▶ **Reading text**:
..........
MOFFETT FIELD, Calif. --
As the 129th Rescue Wing's recruiting team reflects on last year's success of being named the California Air National Guard Recruiting Office of the Year for bringing in more than 180 new Airmen to the unit, they're already receiving awards this year.
The recruiting team received National Guard Bureau awards for the most critical accessions and highest average accessions for the first quarter of fiscal year 2010.
"The recruiters are doing a great job, compared to where we were when pretty much all of us first got here," said Master Sgt. Michael Vargas, the 129th recruiting office supervisor. "My goal is for us to be where everyone else in the State of California is, until we get there I'm going to keep pushing them harder and harder."
The maintenance group currently has the most job openings at the 129th RQW. Every month more than 50 percent of the applicants brought into the 129th RQW go into a maintenance career field, Sergeant Vargas said.
"Without people working on our aircraft it's difficult to keep them in the air and doing our job," said Sergeant Vargas. "Our focus right now is what we call precision recruiting. It's all about finding the right person at the right time for the right career field."
..........
▶ **Material provided**:
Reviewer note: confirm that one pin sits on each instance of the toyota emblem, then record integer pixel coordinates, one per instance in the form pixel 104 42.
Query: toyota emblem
..........
▶ **Requests**:
• a. In the recruiting article, which group currently has the most job openings at the 129th RQW?
• b. Transcribe the recruiting article between "The maintenance group" and "Sergeant Vargas said.", inclusive.

▶ **Problem solutions**:
• a. The maintenance group.

• b.
The maintenance group currently has the most job openings at the 129th RQW. Every month more than 50 percent of the applicants brought into the 129th RQW go into a maintenance career field, Sergeant Vargas said.